◆ Texte proposé

# # # # # # #

Il y a au Salon plusieurs petits tableaux de Chardin ; ils représentent presque tous des fruits avec les accessoires d’un repas. C’est la nature même ; les objets sont hors de la toile et d’une vérité à tromper les yeux.

Celui qu’on voit en montant l’escalier mérite surtout l’attention. L’artiste a placé sur une table un vase de vieille porcelaine de la Chine, deux biscuits, un bocal rempli d’olives, une corbeille de fruits, deux verres à moitié pleins de vin, une bigarade avec un pâté.

Pour regarder les tableaux des autres, il semble que j’aie besoin de me faire des yeux ; pour voir ceux de Chardin, je n’ai qu’à garder ceux que la nature m’a donnés et m’en bien servir.

Si je destinais mon enfant à la peinture, voilà le tableau que j’achèterais. « Copie-moi cela, lui dirais-je, copie-moi cela encore. » Mais peut-être la nature n’est-elle pas plus difficile à copier.

C’est que ce vase de porcelaine est de la porcelaine ; c’est que ces olives sont réellement séparées de l’œil par l’eau dans laquelle elles nagent ; c’est qu’il n’y a qu’à prendre ces biscuits et les manger, cette bigarade l’ouvrir et la presser, ce verre de vin et le boire, ces fruits et les peler, ce pâté et y mettre le couteau.

C’est celui-ci qui entend l’harmonie des couleurs et des reflets. Ô Chardin ! ce n’est pas du blanc, du rouge, du noir que tu broies sur ta palette : c’est la substance même des objets, c’est l’air et la lumière que tu prends à la pointe de ton pinceau et que tu attaches sur la toile [8].

# # # # # # #

◆ Exercices
[1] Répondez à partir du texte sur les tableaux de Chardin :
(a) Où se trouve le tableau qui mérite surtout l'attention ?
(b) De quoi le bocal placé sur la table est-il rempli ?
(c) Qu'est-ce que Chardin prend à la pointe de son pinceau ?
[2] Mettez sous forme de tableau Markdown tout ce qui va, dans les enregistrements, de la ligne contenant « Where can the groom's teeth » jusqu'à celle contenant « column 416, row 271 », ces deux lignes comprises. Prévoyez une colonne « N° » pour le numéro de rang et une colonne « Ligne » pour le texte, en omettant les lignes vides.
Le texte et les enregistrements constituent deux matériaux indépendants l'un de l'autre.

◆ Enregistrements fournis
# # # # # # #

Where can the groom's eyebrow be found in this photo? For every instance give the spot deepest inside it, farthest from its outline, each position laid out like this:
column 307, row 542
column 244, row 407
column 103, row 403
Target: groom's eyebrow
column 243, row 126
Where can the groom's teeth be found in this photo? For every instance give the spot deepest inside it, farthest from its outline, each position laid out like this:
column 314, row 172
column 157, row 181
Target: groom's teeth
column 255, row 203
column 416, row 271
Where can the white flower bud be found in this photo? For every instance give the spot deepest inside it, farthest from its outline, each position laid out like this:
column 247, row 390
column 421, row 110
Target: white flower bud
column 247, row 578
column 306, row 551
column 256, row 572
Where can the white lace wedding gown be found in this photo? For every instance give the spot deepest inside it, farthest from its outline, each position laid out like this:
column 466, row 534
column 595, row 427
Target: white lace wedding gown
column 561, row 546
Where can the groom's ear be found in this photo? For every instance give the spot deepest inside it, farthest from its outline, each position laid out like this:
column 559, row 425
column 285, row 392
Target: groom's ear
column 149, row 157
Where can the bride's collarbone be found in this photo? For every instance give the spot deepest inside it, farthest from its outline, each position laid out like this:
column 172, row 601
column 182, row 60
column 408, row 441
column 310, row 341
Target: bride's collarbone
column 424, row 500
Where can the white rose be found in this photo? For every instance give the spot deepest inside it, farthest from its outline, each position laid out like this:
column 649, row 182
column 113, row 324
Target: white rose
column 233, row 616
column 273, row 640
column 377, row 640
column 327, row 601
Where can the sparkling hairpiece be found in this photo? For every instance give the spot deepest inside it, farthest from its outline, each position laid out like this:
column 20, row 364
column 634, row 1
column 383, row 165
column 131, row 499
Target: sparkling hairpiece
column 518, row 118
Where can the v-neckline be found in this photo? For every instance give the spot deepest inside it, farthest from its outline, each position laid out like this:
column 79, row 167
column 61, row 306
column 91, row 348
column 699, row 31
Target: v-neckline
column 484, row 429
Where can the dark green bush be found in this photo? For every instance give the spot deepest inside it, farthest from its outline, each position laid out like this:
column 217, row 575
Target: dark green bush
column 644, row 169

# # # # # # #

◆ Réponses par exercice
[1]
(a) On le voit en montant l'escalier.
(b) Il est rempli d'olives.
(c) Il prend l'air et la lumière.

[2]
| N° | Ligne |
|---|---|
| 1 | Where can the groom's teeth be found in this photo? For every instance give the spot deepest inside it, farthest from its outline, each position laid out like this: |
| 2 | column 314, row 172 |
| 3 | column 157, row 181 |
| 4 | Target: groom's teeth |
| 5 | column 255, row 203 |
| 6 | column 416, row 271 |